GIVEN PASSAGE:
* * *
In your business, do not do “herding” where everyone does the same thing. As I noted in Tekedia [had a long piece on that in Harvard Business Review print around 2011], when you do that, a new entrant has only one strategy to annihilate your industry. Yes, since everyone is doing the same thing, conquering the market is easier by a newcomer.

The same analogy above applies in many modern industries. Companies increasingly congregate in their competitive strategies. They tend to do similar things in order to self preserve themselves. In the era of Yahoo and AOL, they provided similar services. Cell phone companies provide services and pricing models that are largely the same. Everyone wants to eat from the same pot and let the help offer assured preservation or total destruction whichever flips.

Even the network televisions are not spared this effect. From casinos to airline industry, we can see an ordered communality across industries. They mutually agreed, though never admitting it, to move in features, services and prices alike. The airline industry was notorious for it about fifteen years ago. In most developing markets where Internet has not penetrated deep enough, the media empires move in tandem on their stories, prices and distribution networks.

I call this communal competitive strategy because it simply means that these firms in their respective industries form communal ties and agree to provide services that will preserve them with lesser disruption to their industries. They may not band together because that could be illegal but the outcome shows they watch one another. Many have called this win-win strategy. It has also been seen as co-opetition where, especially in banks, they cooperate though competing against one other in other to keep the industry healthy

This applies to how we grow wealth. When it seems like everyone is making profit with no apparent bleeding for some, it is probably MMM and will turn out bad. And when everyone seems to believe it will be all parties for everyone, hello cryptocurrency and Bitcoin.
* * *
DATA ENTRIES:
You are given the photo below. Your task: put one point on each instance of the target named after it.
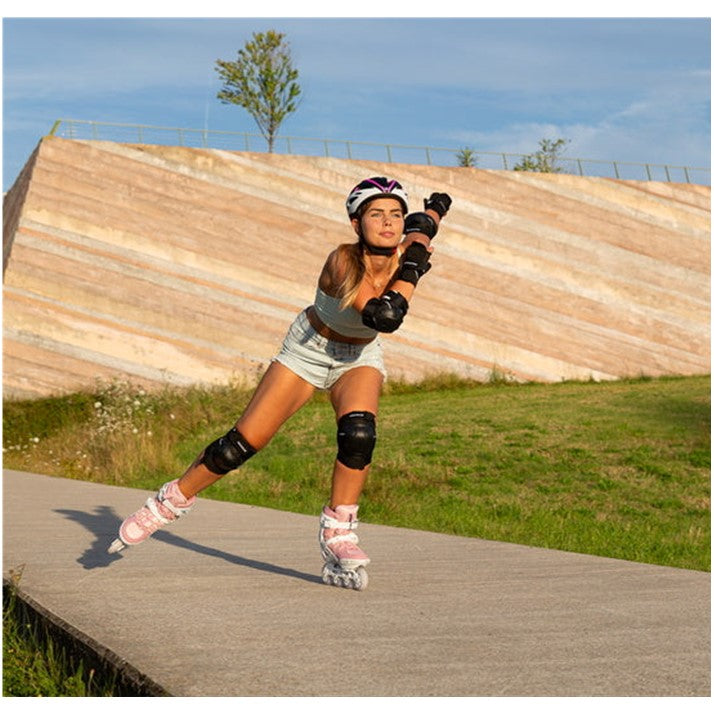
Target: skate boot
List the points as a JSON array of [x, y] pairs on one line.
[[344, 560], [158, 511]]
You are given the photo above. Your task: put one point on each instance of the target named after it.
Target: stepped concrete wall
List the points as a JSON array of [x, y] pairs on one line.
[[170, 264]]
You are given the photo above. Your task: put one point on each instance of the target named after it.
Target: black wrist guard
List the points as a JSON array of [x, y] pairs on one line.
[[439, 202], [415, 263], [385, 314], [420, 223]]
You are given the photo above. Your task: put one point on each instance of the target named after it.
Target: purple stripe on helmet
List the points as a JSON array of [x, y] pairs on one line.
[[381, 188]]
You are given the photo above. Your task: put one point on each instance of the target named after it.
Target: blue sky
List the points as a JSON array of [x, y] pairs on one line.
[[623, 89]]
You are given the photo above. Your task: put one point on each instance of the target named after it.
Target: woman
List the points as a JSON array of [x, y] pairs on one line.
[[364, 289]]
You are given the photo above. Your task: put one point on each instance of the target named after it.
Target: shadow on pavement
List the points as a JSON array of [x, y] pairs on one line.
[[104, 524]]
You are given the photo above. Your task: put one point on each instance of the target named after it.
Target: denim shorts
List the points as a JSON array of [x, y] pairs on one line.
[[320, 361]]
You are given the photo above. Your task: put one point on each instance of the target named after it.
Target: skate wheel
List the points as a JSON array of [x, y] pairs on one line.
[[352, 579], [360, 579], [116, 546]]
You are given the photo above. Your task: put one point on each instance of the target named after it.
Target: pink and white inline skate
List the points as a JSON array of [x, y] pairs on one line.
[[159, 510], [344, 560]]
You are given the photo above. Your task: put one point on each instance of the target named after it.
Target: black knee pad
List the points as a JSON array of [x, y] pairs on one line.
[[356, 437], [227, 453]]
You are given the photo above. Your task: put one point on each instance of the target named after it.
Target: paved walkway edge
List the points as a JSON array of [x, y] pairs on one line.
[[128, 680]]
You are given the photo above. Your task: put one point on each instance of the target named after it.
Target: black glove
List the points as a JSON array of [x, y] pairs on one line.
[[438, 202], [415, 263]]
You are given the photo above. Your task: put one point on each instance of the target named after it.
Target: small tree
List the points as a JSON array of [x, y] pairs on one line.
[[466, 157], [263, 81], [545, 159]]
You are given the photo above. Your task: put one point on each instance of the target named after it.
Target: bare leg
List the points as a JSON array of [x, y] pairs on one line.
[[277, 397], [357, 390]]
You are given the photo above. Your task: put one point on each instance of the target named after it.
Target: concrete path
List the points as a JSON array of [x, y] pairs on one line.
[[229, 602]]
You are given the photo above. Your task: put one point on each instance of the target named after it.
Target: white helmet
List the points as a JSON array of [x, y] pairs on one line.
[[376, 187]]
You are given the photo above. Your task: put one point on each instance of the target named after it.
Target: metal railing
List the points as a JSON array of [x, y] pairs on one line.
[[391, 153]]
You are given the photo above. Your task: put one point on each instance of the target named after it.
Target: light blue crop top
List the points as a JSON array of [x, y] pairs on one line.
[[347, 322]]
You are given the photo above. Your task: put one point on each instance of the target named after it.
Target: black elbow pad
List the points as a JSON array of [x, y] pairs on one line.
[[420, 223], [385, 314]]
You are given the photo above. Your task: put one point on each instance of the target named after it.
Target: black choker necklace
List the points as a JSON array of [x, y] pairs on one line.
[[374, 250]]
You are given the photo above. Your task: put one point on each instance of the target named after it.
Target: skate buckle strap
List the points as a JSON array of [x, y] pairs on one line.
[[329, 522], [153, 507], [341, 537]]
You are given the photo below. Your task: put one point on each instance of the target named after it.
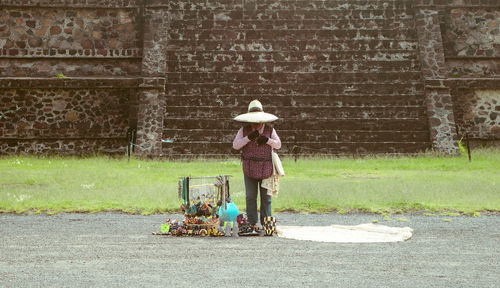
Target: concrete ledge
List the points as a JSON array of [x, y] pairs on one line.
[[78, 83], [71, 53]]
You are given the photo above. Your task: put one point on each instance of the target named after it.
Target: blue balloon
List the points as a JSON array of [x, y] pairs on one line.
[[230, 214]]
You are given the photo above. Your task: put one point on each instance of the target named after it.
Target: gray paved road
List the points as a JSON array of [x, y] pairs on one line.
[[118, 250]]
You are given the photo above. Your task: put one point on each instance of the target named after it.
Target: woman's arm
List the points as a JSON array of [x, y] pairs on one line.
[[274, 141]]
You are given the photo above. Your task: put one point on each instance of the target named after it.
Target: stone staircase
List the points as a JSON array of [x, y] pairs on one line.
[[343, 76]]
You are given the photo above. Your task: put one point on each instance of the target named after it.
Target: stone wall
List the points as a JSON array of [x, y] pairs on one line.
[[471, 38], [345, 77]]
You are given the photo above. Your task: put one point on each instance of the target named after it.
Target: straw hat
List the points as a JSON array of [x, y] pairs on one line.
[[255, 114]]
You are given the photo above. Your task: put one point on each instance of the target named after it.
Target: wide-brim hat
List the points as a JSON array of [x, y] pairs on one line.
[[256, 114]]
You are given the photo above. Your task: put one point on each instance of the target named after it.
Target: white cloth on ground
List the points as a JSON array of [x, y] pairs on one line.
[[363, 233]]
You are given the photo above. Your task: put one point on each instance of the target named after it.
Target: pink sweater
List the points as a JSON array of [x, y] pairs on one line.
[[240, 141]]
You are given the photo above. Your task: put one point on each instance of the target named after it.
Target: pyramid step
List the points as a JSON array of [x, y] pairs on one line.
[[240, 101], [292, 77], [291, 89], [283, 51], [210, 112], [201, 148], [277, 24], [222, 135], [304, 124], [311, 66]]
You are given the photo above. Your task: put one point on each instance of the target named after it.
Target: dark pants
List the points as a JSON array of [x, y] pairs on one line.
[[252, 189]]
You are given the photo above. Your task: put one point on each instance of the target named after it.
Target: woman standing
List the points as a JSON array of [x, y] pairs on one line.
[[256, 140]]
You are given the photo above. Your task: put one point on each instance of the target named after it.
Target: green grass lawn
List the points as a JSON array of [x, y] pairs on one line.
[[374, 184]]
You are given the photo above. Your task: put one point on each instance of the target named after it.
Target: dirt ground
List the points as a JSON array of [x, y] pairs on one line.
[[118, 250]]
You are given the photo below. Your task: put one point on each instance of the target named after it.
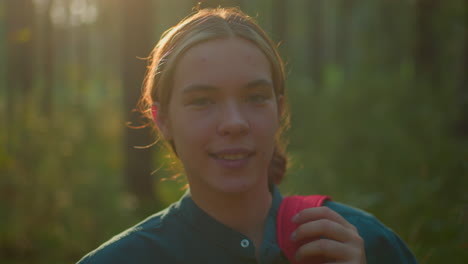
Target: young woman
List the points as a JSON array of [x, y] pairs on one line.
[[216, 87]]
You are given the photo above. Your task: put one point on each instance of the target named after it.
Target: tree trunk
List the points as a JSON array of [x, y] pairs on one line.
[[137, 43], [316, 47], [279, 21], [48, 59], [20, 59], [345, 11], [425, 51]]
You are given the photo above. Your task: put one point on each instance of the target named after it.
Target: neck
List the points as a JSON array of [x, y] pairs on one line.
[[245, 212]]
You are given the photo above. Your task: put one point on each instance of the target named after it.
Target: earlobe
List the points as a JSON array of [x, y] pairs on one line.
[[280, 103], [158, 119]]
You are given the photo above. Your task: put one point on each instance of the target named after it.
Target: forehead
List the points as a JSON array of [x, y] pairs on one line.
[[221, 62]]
* * *
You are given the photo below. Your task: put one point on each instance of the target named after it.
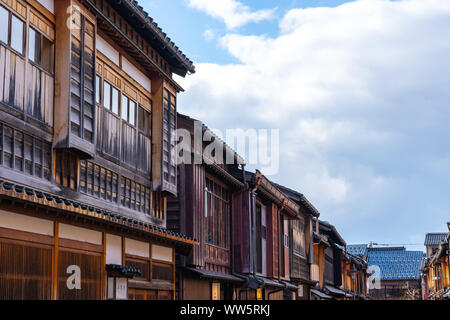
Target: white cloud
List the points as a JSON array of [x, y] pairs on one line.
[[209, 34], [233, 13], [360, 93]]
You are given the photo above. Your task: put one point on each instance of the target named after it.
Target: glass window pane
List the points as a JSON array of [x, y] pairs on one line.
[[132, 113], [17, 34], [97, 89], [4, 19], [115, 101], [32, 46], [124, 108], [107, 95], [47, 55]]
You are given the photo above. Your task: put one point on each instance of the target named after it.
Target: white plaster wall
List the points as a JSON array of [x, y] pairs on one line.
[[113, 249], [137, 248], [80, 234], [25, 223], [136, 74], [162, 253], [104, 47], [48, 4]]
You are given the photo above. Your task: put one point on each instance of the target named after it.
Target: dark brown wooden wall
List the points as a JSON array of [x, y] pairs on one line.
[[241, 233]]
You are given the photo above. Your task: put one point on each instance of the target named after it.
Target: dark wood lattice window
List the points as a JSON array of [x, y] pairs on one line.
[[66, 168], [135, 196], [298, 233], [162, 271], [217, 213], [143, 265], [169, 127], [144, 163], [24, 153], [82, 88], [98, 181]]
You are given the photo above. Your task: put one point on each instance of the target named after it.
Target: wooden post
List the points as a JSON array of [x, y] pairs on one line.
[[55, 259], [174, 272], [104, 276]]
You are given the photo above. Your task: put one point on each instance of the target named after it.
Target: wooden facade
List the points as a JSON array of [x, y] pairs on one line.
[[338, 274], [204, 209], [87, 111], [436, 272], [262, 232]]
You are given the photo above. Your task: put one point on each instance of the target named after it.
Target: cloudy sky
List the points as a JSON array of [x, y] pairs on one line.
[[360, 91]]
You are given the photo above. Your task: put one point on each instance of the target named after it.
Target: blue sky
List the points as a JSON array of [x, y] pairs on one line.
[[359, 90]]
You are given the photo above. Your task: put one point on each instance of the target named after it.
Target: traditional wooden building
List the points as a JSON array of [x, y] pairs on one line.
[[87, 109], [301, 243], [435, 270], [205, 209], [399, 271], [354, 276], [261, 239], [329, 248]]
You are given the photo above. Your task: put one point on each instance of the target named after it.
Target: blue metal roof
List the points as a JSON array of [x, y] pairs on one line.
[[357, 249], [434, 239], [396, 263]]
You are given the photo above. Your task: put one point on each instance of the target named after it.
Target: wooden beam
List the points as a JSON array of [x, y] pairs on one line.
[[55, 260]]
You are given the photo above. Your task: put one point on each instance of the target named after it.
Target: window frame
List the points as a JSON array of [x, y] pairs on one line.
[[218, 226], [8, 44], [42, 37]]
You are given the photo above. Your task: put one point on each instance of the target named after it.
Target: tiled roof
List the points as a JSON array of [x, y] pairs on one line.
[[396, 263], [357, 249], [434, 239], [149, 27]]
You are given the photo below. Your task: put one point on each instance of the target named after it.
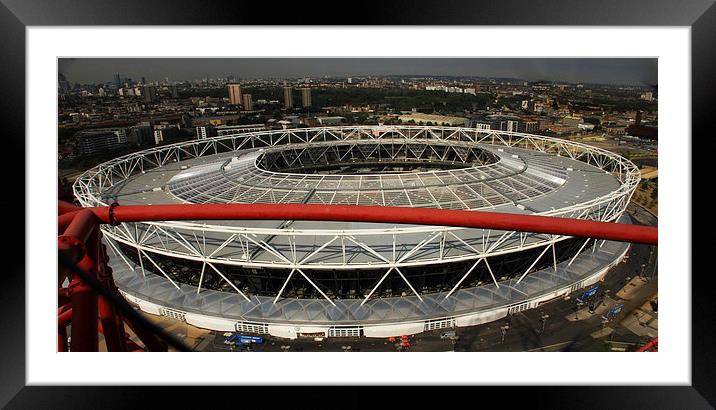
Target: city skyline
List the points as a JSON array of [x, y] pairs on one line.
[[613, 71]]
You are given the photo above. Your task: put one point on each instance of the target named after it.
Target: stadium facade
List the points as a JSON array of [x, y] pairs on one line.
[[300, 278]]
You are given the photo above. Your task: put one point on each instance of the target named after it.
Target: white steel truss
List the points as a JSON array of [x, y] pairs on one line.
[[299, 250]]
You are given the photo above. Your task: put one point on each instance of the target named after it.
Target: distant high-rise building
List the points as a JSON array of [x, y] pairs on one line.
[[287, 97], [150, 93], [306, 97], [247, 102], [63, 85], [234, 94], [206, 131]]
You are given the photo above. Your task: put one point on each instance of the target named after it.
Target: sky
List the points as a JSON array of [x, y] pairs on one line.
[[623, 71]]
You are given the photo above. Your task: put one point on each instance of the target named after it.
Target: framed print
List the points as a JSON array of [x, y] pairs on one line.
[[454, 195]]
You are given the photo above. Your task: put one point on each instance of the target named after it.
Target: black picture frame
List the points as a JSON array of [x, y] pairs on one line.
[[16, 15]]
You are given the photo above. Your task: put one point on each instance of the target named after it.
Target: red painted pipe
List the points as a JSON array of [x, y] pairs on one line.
* * *
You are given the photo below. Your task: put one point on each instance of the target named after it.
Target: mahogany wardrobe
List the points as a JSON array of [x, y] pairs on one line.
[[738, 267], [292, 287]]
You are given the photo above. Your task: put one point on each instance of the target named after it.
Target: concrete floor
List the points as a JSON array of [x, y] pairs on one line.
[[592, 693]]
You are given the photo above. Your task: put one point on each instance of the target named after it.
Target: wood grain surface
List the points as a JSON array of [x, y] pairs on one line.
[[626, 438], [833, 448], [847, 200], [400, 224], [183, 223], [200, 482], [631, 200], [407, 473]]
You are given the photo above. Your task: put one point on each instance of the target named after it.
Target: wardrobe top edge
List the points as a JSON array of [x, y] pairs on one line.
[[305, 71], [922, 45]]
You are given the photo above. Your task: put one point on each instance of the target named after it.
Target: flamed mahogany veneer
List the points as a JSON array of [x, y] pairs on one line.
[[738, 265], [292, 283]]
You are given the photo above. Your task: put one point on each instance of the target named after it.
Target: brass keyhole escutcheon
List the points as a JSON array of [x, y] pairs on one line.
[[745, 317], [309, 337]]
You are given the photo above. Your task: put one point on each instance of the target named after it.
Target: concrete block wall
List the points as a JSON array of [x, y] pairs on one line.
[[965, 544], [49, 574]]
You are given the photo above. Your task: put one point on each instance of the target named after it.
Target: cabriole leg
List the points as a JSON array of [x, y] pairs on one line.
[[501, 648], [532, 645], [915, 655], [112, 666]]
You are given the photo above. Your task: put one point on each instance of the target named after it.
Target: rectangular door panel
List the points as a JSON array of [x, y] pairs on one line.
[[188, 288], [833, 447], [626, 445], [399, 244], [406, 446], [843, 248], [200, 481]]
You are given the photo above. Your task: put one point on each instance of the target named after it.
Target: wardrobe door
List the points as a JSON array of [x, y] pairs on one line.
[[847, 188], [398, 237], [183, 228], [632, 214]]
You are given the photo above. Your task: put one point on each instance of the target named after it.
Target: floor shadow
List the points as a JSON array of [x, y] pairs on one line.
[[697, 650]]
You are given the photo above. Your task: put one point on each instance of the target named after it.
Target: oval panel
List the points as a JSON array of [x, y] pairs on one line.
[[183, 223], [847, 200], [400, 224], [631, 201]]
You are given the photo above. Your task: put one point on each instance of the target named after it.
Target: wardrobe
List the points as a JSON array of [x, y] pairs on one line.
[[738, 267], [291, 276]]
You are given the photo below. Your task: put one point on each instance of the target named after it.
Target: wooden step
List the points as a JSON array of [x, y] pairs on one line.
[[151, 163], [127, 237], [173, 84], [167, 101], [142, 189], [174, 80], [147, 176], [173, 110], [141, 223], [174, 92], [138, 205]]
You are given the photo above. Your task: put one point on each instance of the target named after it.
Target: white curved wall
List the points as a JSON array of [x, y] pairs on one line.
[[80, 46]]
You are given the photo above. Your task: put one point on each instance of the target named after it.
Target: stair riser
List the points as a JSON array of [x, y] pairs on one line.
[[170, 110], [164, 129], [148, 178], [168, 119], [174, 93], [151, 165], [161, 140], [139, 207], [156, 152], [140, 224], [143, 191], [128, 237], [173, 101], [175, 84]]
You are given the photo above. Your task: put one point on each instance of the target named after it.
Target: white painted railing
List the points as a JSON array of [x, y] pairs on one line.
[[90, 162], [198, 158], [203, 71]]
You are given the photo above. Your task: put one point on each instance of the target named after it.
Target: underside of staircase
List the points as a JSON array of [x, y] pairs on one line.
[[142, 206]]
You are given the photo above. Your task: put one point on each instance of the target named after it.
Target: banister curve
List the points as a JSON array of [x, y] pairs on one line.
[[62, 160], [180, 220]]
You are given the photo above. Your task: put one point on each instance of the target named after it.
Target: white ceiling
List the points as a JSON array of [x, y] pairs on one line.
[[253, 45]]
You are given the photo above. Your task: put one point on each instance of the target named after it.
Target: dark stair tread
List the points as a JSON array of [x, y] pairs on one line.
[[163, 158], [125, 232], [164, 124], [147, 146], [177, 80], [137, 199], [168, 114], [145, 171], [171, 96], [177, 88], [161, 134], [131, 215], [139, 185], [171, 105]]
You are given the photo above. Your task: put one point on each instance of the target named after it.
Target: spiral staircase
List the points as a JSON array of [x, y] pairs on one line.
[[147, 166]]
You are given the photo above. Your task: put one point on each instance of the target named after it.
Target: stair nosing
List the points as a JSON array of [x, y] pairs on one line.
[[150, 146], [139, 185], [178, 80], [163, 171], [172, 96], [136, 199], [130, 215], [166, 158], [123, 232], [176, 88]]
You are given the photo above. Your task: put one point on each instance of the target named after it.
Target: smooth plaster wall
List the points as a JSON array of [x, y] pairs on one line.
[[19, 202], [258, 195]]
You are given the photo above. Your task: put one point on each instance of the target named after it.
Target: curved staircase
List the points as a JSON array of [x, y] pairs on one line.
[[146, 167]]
* * *
SHORT EXERCISE: Can you carry on the passage about communal competitive strategy, picking up right after its final sentence? These records were drawn from a different source than the text.

EXERCISE OUTPUT:
Simply, any business or sector where there is no obvious risk of loss or gain by different participants in short term, it is probably not based on sound economics. If MMM says everyone would win, that is against the laws of markets. When Bitcoin promises same, it is an illusion.

This is the Bitcoin price today (see the plot below): around $8,000. From Google to Facebook to Twitter, they are caging it. Now, the fraternity that did not want government is asking for government to come and regulate it. It wants legitimacy because the ICT utilities are indeed regulating it.

If you are banned by Facebook, Google and Twitter, you probably do not belong in this world. You are irrelevant. If you do not reverse it, the only destination is oblivion. You can see that from the price of Bitcoin. (Advertising on crypto-related products including ICO (initial coin offering) are banned by these ICT utilities. Simply, the ICT utilities have decided that they are not important for the real economies).

Price of Bitcoin

All Together

Just hope you did not buy Bitcoin at $22k because unless government can regulate it, it may be in deep trouble. Facebook, Google and Twitter are banning adverts on it. If you are banned from the ICT utilities, you do not belong in this world.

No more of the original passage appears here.